▶ Stated task
Put the lines below into a Markdown table with two columns, Number and Line, giving each nonblank line its own numbered row. Skip the blank lines and leave the pictures out.

# START OF Material supplied

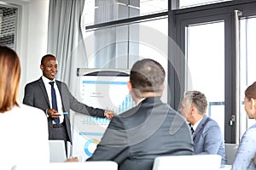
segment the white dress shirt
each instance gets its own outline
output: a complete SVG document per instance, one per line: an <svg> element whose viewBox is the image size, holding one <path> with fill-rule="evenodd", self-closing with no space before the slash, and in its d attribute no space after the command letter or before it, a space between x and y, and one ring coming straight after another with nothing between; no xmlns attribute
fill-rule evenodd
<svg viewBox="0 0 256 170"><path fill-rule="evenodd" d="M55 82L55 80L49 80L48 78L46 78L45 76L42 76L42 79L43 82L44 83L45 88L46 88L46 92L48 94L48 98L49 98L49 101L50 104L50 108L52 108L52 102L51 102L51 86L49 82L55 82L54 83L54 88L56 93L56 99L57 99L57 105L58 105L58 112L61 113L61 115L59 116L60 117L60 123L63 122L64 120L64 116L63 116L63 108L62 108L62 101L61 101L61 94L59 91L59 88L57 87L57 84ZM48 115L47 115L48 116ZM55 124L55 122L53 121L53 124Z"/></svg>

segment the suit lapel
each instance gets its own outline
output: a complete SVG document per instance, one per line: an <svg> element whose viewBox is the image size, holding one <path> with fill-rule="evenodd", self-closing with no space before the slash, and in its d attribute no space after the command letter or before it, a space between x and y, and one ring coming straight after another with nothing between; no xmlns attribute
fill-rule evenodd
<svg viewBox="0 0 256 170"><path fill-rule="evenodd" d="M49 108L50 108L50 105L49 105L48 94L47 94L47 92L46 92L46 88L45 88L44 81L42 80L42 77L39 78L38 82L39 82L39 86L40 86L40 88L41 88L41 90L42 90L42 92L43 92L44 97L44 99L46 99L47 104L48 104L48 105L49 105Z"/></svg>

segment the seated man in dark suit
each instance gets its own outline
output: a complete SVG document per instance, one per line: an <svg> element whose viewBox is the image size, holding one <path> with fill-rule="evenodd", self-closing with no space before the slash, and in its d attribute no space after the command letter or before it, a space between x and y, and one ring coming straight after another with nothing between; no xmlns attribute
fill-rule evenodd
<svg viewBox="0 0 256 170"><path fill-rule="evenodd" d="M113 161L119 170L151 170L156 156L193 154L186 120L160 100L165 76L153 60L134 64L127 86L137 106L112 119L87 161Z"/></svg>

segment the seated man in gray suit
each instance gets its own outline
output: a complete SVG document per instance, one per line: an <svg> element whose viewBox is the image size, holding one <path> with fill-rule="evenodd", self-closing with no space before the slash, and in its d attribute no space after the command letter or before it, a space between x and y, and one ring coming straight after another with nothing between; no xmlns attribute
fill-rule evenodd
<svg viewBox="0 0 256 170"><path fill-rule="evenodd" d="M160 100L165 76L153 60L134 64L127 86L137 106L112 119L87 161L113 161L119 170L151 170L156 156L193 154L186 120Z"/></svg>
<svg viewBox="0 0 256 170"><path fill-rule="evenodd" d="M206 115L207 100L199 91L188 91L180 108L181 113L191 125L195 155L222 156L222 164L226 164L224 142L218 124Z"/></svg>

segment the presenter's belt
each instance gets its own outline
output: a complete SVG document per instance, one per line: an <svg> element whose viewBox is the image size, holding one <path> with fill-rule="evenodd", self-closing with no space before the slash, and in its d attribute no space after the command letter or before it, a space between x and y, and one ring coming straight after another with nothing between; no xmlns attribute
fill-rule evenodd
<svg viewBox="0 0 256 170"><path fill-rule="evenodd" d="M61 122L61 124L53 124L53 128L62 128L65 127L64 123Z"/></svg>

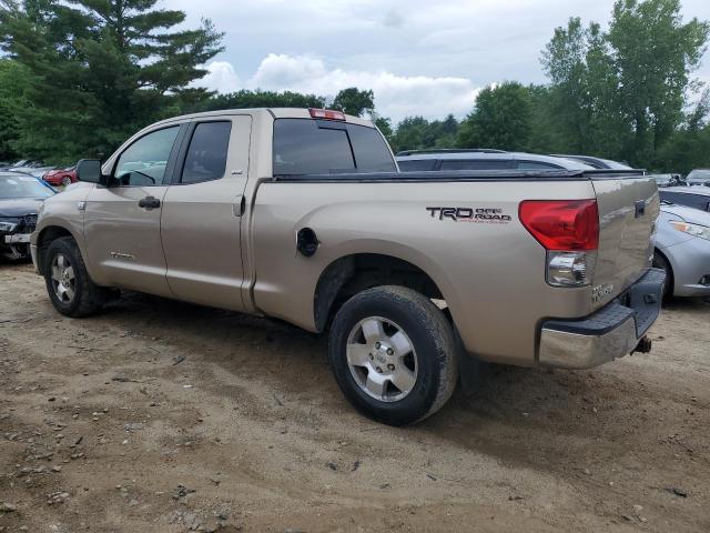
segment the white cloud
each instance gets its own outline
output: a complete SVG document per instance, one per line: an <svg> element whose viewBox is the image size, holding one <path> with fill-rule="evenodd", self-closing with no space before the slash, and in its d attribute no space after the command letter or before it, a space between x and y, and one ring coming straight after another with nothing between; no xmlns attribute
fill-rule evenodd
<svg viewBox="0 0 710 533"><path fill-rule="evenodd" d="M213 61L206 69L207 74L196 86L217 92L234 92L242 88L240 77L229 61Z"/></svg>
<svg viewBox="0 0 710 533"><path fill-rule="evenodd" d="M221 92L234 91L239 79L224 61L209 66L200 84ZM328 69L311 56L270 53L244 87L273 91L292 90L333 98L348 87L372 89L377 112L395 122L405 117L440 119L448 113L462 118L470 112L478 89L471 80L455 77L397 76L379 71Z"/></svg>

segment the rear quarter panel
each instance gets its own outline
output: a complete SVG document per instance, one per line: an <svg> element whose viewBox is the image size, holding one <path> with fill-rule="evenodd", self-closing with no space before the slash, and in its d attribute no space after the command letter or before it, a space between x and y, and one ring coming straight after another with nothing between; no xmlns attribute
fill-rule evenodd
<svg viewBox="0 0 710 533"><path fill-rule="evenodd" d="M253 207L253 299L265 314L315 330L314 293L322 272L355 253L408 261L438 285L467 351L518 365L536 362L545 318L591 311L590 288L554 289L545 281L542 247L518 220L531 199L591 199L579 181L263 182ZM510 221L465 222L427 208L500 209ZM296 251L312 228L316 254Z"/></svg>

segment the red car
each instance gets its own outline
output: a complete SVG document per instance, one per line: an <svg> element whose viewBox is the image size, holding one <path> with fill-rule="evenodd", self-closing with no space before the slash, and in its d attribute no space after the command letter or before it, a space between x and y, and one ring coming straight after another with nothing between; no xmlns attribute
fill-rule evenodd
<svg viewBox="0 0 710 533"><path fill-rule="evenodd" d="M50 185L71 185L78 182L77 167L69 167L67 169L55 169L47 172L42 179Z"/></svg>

# END OF Material supplied

▶ Result for this exercise
| Number | Line |
|---|---|
| 1 | segment the white dress shirt |
| 2 | each instance gets its own outline |
| 3 | output: a complete SVG document per instance, one per line: an <svg> element whose viewBox is the image size, holding one <path> with fill-rule="evenodd", self-closing with no space before the slash, and in its d attribute no space after the command letter or before it, a space between x and y, and one ring coming straight after another with nothing between; no xmlns attribute |
| 4 | fill-rule evenodd |
| 5 | <svg viewBox="0 0 256 170"><path fill-rule="evenodd" d="M55 82L55 80L49 80L48 78L46 78L45 76L42 76L42 79L43 82L44 83L45 88L46 88L46 92L48 94L48 98L49 98L49 101L50 104L50 108L52 108L52 102L51 102L51 86L49 82L55 82L54 83L54 88L56 93L56 99L57 99L57 105L58 105L58 112L61 113L61 115L59 116L60 117L60 123L63 122L64 120L64 116L63 116L63 108L62 108L62 101L61 101L61 94L59 91L59 88L57 87L57 84ZM48 115L47 115L48 116ZM55 124L55 122L53 121L53 124Z"/></svg> |
| 6 | segment the suit lapel |
| 7 | each instance gets its own outline |
| 8 | output: a complete SVG document per instance, one per line: an <svg> element whose viewBox is the image size, holding one <path> with fill-rule="evenodd", self-closing with no space before the slash, and in its d attribute no space after the command letter or before it, a space between x and y, and one ring coming straight after another with nothing between; no xmlns attribute |
| 9 | fill-rule evenodd |
| 10 | <svg viewBox="0 0 256 170"><path fill-rule="evenodd" d="M49 108L50 108L50 105L49 105L48 94L47 94L47 92L46 92L46 88L45 88L44 81L42 80L42 77L39 78L38 82L39 82L39 86L40 86L40 88L41 88L41 90L42 90L42 92L43 92L44 97L44 99L46 99L47 104L48 104L48 105L49 105Z"/></svg> |
| 11 | segment the seated man in dark suit |
| 12 | each instance gets its own outline |
| 13 | output: a complete SVG document per instance, one per line: an <svg> element whose viewBox is the image size, holding one <path> with fill-rule="evenodd", self-closing with no space before the slash, and in its d attribute no space after the command letter or before it, a space between x and y, and one ring coming straight after another with nothing between; no xmlns attribute |
| 14 | fill-rule evenodd |
| 15 | <svg viewBox="0 0 256 170"><path fill-rule="evenodd" d="M113 161L119 170L151 170L156 156L193 154L186 120L160 100L165 76L153 60L134 64L127 86L137 106L112 119L87 161Z"/></svg> |
| 16 | segment the seated man in gray suit |
| 17 | each instance gets its own outline |
| 18 | output: a complete SVG document per instance, one per line: an <svg> element whose viewBox is the image size, holding one <path> with fill-rule="evenodd", self-closing with no space before the slash, and in its d attribute no space after the command letter or before it, a space between x and y, and one ring coming straight after another with nothing between; no xmlns attribute |
| 19 | fill-rule evenodd |
| 20 | <svg viewBox="0 0 256 170"><path fill-rule="evenodd" d="M160 100L165 76L153 60L134 64L127 86L137 106L112 119L87 161L113 161L119 170L151 170L156 156L193 154L186 120Z"/></svg> |
| 21 | <svg viewBox="0 0 256 170"><path fill-rule="evenodd" d="M206 115L207 100L199 91L188 91L180 108L181 113L191 125L195 155L222 156L222 164L226 164L224 142L218 124Z"/></svg> |
| 22 | segment the presenter's belt |
| 23 | each instance gets its own outline |
| 24 | output: a complete SVG document per instance, one per line: an <svg> element whose viewBox is the image size, holding one <path> with fill-rule="evenodd", self-closing with no space before the slash, and in its d attribute no space after the command letter or before it, a space between x and y, and one ring coming straight after another with nothing between; no xmlns attribute |
| 25 | fill-rule evenodd |
| 26 | <svg viewBox="0 0 256 170"><path fill-rule="evenodd" d="M61 122L61 124L53 124L53 128L62 128L65 127L64 123Z"/></svg> |
| 27 | segment the white cloud |
| 28 | each instance gets its own outline |
| 29 | output: a complete SVG document per instance, one per line: an <svg> element whose viewBox is the image size, holding one <path> with fill-rule="evenodd", self-closing with no space before the slash, and in its d attribute no space after the command letter or before it, a space between x and y, and one ring coming straight after another with nothing between; no xmlns attribute |
| 30 | fill-rule evenodd |
| 31 | <svg viewBox="0 0 710 533"><path fill-rule="evenodd" d="M213 61L206 69L207 74L196 86L217 92L234 92L242 88L240 77L229 61Z"/></svg> |
| 32 | <svg viewBox="0 0 710 533"><path fill-rule="evenodd" d="M221 92L234 91L239 79L224 61L209 66L200 84ZM328 69L311 56L270 53L244 87L273 91L292 90L333 98L348 87L372 89L377 112L395 122L405 117L440 119L448 113L462 118L470 112L478 89L471 80L455 77L397 76L379 71Z"/></svg> |
| 33 | segment the rear quarter panel |
| 34 | each instance gets its own outline |
| 35 | output: a complete SVG document per instance, one per line: an <svg> element whose viewBox is the image size, holding one <path> with fill-rule="evenodd", self-closing with no space before the slash, and in its d attribute no space after the command letter or before it, a space between x and y, and one ring coming straight after another with nothing between; no xmlns attribute |
| 36 | fill-rule evenodd |
| 37 | <svg viewBox="0 0 710 533"><path fill-rule="evenodd" d="M253 207L253 299L265 314L315 330L314 293L322 272L355 253L408 261L438 285L467 351L518 365L536 362L545 318L591 311L590 288L554 289L545 281L542 247L518 220L531 199L591 199L579 181L263 182ZM510 221L465 222L427 208L500 209ZM296 251L312 228L316 254Z"/></svg> |
| 38 | segment the red car |
| 39 | each instance gets its own outline |
| 40 | output: a complete SVG document per instance, one per line: an <svg> element whose viewBox is the image size, holding one <path> with fill-rule="evenodd", self-closing with no space before the slash, and in its d attribute no space after the command letter or before it, a space between x and y, and one ring coming straight after another with nothing between; no xmlns attribute |
| 41 | fill-rule evenodd |
| 42 | <svg viewBox="0 0 710 533"><path fill-rule="evenodd" d="M50 185L71 185L78 182L77 167L69 167L67 169L55 169L47 172L42 179Z"/></svg> |